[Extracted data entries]

= = = = =

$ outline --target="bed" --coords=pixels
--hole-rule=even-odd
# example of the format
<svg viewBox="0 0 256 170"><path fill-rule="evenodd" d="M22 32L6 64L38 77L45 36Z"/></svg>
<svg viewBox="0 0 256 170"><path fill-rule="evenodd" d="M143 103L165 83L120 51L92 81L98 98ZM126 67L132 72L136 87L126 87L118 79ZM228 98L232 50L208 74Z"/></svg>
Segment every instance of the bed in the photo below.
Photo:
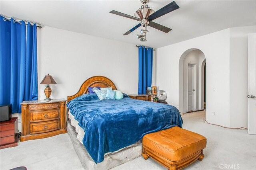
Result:
<svg viewBox="0 0 256 170"><path fill-rule="evenodd" d="M144 135L181 127L182 119L174 106L136 100L125 94L120 100L100 100L96 94L87 94L89 87L116 90L110 79L96 76L68 97L68 131L86 169L108 169L134 159L141 155Z"/></svg>

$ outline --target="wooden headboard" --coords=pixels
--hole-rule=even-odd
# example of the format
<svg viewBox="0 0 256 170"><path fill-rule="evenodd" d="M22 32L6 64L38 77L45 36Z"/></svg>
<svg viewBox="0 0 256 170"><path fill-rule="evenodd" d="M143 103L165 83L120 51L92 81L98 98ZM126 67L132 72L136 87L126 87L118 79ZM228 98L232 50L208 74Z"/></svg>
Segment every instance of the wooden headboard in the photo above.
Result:
<svg viewBox="0 0 256 170"><path fill-rule="evenodd" d="M94 76L83 83L78 91L73 96L68 96L68 102L84 94L88 93L89 87L112 87L112 90L117 90L112 81L103 76Z"/></svg>

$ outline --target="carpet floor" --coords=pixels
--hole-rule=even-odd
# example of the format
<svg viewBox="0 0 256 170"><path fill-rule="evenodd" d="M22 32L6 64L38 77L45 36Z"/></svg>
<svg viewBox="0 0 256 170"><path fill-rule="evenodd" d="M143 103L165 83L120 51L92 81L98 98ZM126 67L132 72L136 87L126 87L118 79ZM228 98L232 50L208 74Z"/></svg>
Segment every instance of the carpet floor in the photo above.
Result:
<svg viewBox="0 0 256 170"><path fill-rule="evenodd" d="M204 111L184 114L183 127L204 136L205 157L184 170L256 169L256 135L246 130L225 129L204 122ZM68 133L20 142L0 150L0 169L24 166L28 170L84 169ZM114 170L166 170L154 160L140 156Z"/></svg>

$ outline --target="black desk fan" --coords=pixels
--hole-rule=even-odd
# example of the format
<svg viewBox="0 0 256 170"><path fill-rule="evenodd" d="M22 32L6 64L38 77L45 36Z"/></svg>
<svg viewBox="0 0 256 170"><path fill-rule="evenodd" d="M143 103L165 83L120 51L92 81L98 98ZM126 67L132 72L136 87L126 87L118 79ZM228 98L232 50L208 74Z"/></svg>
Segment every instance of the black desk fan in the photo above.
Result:
<svg viewBox="0 0 256 170"><path fill-rule="evenodd" d="M167 94L165 91L162 90L159 90L156 93L156 96L159 99L159 100L157 102L164 104L167 103L167 102L164 100L167 98Z"/></svg>

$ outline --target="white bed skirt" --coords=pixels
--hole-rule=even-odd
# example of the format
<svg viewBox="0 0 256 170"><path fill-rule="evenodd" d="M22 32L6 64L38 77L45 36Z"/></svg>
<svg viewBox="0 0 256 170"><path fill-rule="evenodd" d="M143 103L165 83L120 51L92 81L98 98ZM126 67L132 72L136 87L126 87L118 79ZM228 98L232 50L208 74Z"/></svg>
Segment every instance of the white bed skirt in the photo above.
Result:
<svg viewBox="0 0 256 170"><path fill-rule="evenodd" d="M72 115L69 114L69 117L70 117L70 115ZM71 120L72 118L74 119L74 117L72 117L72 116L70 117ZM92 159L82 144L82 139L84 135L83 129L78 125L78 122L74 119L74 120L75 121L73 121L73 127L70 121L67 122L67 129L75 150L86 169L108 170L141 156L142 147L141 141L140 141L117 151L106 153L104 156L104 160L98 164L96 164Z"/></svg>

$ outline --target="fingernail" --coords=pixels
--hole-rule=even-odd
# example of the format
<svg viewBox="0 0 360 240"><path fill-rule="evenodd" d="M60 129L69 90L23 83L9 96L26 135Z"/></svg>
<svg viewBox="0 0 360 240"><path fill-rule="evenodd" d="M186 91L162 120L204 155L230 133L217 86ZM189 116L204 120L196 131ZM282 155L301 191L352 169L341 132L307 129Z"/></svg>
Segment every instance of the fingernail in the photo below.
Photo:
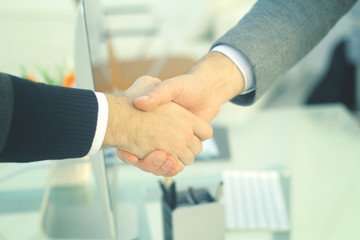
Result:
<svg viewBox="0 0 360 240"><path fill-rule="evenodd" d="M163 158L160 156L156 156L154 159L154 164L159 166L163 162Z"/></svg>
<svg viewBox="0 0 360 240"><path fill-rule="evenodd" d="M177 174L177 171L175 169L171 170L170 172L168 172L169 176L175 176Z"/></svg>
<svg viewBox="0 0 360 240"><path fill-rule="evenodd" d="M162 170L169 170L170 168L172 168L174 166L174 164L171 161L166 161L162 166L161 169Z"/></svg>
<svg viewBox="0 0 360 240"><path fill-rule="evenodd" d="M141 96L141 97L138 97L135 101L138 101L138 100L149 100L150 97L148 95L145 95L145 96Z"/></svg>

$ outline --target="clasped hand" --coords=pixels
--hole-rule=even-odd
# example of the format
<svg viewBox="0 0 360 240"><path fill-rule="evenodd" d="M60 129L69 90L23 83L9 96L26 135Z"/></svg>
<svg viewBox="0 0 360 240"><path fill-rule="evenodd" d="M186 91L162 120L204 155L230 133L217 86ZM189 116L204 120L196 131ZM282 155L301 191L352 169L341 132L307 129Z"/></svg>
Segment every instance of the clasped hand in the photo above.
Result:
<svg viewBox="0 0 360 240"><path fill-rule="evenodd" d="M117 146L139 159L147 156L146 162L136 158L130 163L156 175L172 176L182 171L184 165L191 164L194 156L202 152L201 141L212 136L212 128L206 121L173 102L146 112L136 109L132 102L160 82L156 78L141 77L126 90L124 96L107 96L111 121L105 145Z"/></svg>

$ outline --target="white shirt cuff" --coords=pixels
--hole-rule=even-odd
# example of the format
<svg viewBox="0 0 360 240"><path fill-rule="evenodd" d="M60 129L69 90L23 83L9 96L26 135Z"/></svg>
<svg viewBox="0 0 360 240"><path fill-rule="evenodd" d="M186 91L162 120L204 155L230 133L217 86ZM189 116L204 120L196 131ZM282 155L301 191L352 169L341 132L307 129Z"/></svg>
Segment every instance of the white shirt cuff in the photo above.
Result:
<svg viewBox="0 0 360 240"><path fill-rule="evenodd" d="M105 94L96 92L95 96L98 101L98 118L93 143L91 145L89 153L87 154L90 156L97 153L102 146L109 115L109 106Z"/></svg>
<svg viewBox="0 0 360 240"><path fill-rule="evenodd" d="M211 49L211 51L216 51L224 54L225 56L230 58L230 60L233 61L237 68L240 70L240 72L244 76L245 82L244 90L240 94L246 94L256 89L256 82L252 66L242 52L224 44L217 45L216 47Z"/></svg>

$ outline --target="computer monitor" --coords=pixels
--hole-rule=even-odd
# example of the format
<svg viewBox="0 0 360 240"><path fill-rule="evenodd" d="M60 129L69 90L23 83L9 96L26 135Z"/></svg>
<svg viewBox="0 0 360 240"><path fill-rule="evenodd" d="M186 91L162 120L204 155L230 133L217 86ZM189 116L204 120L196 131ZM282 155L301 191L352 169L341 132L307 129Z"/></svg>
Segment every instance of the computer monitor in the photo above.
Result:
<svg viewBox="0 0 360 240"><path fill-rule="evenodd" d="M76 87L82 89L95 90L89 45L94 39L90 40L86 15L95 17L98 4L81 1L78 10L75 72ZM41 228L48 238L119 239L113 210L103 151L83 159L54 161L41 210Z"/></svg>

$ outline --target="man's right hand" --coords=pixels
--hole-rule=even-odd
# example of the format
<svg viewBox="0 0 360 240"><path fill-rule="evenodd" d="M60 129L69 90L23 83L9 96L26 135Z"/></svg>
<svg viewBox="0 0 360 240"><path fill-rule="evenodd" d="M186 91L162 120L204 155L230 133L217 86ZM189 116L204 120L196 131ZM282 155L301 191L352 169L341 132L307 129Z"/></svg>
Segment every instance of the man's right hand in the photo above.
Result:
<svg viewBox="0 0 360 240"><path fill-rule="evenodd" d="M182 170L201 153L201 141L212 136L212 128L175 103L163 104L148 112L134 108L133 98L159 82L142 77L125 92L125 96L107 95L109 123L103 145L117 146L140 159L154 150L162 150L172 156Z"/></svg>

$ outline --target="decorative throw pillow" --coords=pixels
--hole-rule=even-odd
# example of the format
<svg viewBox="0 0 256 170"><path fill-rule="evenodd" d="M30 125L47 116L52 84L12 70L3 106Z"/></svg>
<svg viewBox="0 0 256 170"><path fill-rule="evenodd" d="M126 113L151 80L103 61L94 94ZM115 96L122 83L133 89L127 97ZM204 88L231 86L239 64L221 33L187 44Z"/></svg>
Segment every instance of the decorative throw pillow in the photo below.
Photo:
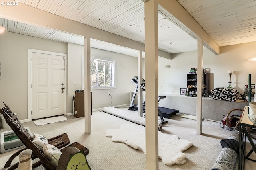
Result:
<svg viewBox="0 0 256 170"><path fill-rule="evenodd" d="M57 166L59 163L61 152L56 147L49 143L44 144L43 150L44 153L51 162Z"/></svg>
<svg viewBox="0 0 256 170"><path fill-rule="evenodd" d="M47 139L44 136L37 133L34 133L33 137L34 137L34 139L32 141L32 142L40 150L42 151L44 144L48 143Z"/></svg>

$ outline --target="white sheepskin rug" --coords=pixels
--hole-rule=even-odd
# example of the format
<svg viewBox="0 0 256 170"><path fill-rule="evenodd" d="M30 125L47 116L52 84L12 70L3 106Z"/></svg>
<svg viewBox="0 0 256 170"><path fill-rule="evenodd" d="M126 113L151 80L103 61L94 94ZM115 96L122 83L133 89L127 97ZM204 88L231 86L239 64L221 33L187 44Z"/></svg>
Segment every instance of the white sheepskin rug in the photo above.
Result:
<svg viewBox="0 0 256 170"><path fill-rule="evenodd" d="M146 152L145 127L132 124L123 124L118 129L108 129L106 136L112 137L113 142L122 142L136 149ZM193 145L187 140L179 139L177 136L164 134L158 131L158 155L163 162L170 166L182 165L186 162L182 152Z"/></svg>

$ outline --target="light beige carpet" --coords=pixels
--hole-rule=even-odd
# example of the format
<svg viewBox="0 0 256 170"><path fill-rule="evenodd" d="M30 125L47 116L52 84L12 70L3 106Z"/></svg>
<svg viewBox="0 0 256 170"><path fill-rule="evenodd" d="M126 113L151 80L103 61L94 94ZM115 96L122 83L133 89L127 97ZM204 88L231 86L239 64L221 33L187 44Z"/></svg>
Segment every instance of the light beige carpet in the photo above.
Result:
<svg viewBox="0 0 256 170"><path fill-rule="evenodd" d="M144 126L133 124L122 124L118 129L106 131L106 136L112 137L113 142L121 142L136 149L146 152L146 135ZM183 151L193 146L186 139L177 136L164 134L158 131L158 156L163 163L168 166L182 165L186 162Z"/></svg>
<svg viewBox="0 0 256 170"><path fill-rule="evenodd" d="M36 120L34 121L34 123L37 126L41 126L47 125L47 124L64 121L67 119L68 119L64 116L57 116L56 117Z"/></svg>

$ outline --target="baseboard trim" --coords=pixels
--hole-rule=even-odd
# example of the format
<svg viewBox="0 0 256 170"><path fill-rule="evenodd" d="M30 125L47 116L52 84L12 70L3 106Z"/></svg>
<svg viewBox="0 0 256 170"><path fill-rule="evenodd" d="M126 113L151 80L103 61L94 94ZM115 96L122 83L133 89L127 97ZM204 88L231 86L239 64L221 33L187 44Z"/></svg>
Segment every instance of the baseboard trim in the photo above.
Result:
<svg viewBox="0 0 256 170"><path fill-rule="evenodd" d="M73 113L66 113L66 115L67 116L72 116L73 115Z"/></svg>

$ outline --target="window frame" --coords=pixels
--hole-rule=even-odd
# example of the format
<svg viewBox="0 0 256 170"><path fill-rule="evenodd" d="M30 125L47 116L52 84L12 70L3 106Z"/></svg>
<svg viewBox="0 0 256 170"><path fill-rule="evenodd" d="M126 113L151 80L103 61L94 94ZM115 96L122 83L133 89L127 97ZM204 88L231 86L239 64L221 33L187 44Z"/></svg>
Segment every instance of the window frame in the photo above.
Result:
<svg viewBox="0 0 256 170"><path fill-rule="evenodd" d="M82 89L83 90L84 90L84 55L82 55ZM100 86L100 87L92 87L91 86L91 90L100 90L100 89L116 89L116 60L115 59L110 59L110 58L103 58L103 57L96 57L96 56L91 56L91 58L90 59L90 61L91 59L96 59L96 60L102 60L102 61L111 61L111 62L113 62L114 63L114 64L112 64L112 67L113 67L113 65L114 65L114 72L114 72L114 76L113 75L113 73L112 73L111 74L111 77L112 77L112 79L114 79L114 83L113 83L114 84L114 86ZM91 81L92 81L92 80L91 80Z"/></svg>

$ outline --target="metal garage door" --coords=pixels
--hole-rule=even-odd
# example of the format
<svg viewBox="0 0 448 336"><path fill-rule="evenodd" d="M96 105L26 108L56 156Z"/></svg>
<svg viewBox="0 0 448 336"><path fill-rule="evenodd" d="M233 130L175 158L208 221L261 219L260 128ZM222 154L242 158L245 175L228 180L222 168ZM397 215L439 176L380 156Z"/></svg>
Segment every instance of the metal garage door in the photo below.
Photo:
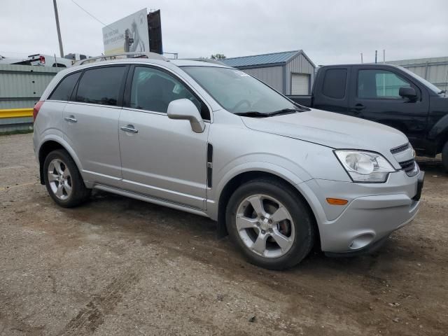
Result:
<svg viewBox="0 0 448 336"><path fill-rule="evenodd" d="M309 75L307 74L291 74L291 95L309 94Z"/></svg>

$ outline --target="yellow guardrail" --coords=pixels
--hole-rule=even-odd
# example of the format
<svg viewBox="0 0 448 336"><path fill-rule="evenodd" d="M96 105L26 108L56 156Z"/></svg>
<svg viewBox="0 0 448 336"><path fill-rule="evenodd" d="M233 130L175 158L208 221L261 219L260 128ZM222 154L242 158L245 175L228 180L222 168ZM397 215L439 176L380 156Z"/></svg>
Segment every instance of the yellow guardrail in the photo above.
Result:
<svg viewBox="0 0 448 336"><path fill-rule="evenodd" d="M32 108L8 108L0 110L0 119L5 118L24 118L32 116Z"/></svg>

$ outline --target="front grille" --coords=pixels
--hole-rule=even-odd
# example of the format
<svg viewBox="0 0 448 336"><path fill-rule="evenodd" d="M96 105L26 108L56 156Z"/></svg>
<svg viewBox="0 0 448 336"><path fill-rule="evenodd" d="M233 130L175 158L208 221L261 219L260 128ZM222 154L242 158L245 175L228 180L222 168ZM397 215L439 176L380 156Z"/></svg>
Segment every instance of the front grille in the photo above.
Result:
<svg viewBox="0 0 448 336"><path fill-rule="evenodd" d="M399 162L401 166L401 169L406 172L406 173L410 173L414 171L415 168L415 160L411 159L407 161L403 161L402 162Z"/></svg>
<svg viewBox="0 0 448 336"><path fill-rule="evenodd" d="M409 146L410 146L410 144L409 143L405 144L402 145L402 146L399 146L398 147L396 147L395 148L392 148L391 150L391 153L392 154L397 154L398 153L404 152L407 148L409 148Z"/></svg>

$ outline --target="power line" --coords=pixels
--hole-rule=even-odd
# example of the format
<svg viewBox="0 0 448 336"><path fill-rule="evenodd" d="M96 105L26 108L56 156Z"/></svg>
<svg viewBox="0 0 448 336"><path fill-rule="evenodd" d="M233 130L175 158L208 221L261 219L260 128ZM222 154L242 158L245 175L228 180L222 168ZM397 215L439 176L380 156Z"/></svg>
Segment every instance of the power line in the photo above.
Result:
<svg viewBox="0 0 448 336"><path fill-rule="evenodd" d="M83 7L81 7L79 4L78 4L74 0L71 0L71 2L73 2L75 5L76 5L78 7L79 7L80 8L81 8L84 12L85 12L89 16L90 16L91 18L94 18L94 20L96 20L97 21L98 21L99 23L101 23L103 26L104 27L107 27L104 23L103 23L102 21L99 20L99 19L97 19L93 14L90 14L88 11L87 11L85 9L84 9Z"/></svg>

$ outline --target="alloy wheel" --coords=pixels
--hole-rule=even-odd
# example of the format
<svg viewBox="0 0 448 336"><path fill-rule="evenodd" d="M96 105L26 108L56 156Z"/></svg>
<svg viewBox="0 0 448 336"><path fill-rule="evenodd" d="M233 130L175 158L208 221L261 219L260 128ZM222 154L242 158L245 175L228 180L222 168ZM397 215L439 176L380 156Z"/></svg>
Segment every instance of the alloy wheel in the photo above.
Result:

= = = = =

#### AIM OF THE EXERCISE:
Duplicate the records from their first line through the line containing "76L83 83L78 91L73", with both ends included. Omit the pictures from your copy.

#### THE OUTPUT:
$ outline --target="bed" --coords=pixels
--hole-rule=even-odd
# example of the format
<svg viewBox="0 0 256 170"><path fill-rule="evenodd" d="M22 32L6 64L38 77L45 36Z"/></svg>
<svg viewBox="0 0 256 170"><path fill-rule="evenodd" d="M143 103L165 83L120 51L92 81L98 98ZM126 67L132 72L136 87L126 87L118 79ZM228 98L232 50L208 74Z"/></svg>
Segment every instance of the bed in the photo below.
Photo:
Result:
<svg viewBox="0 0 256 170"><path fill-rule="evenodd" d="M144 135L181 127L182 119L174 106L136 100L125 94L120 100L100 100L96 94L87 94L89 87L116 90L110 79L96 76L68 97L68 131L86 169L108 169L134 159L141 155Z"/></svg>

$ outline --target="wooden headboard" --coords=pixels
--hole-rule=even-odd
# example of the format
<svg viewBox="0 0 256 170"><path fill-rule="evenodd" d="M22 32L6 64L38 77L45 36Z"/></svg>
<svg viewBox="0 0 256 170"><path fill-rule="evenodd" d="M143 103L165 83L120 51L92 81L98 98ZM126 67L132 72L136 87L126 87L118 79ZM228 98L232 50L208 74Z"/></svg>
Segment every instance of the wooden headboard in the photo above.
Result:
<svg viewBox="0 0 256 170"><path fill-rule="evenodd" d="M94 76L83 83L78 91L73 96L68 96L68 102L84 94L88 93L89 87L112 87L112 90L117 90L112 81L103 76Z"/></svg>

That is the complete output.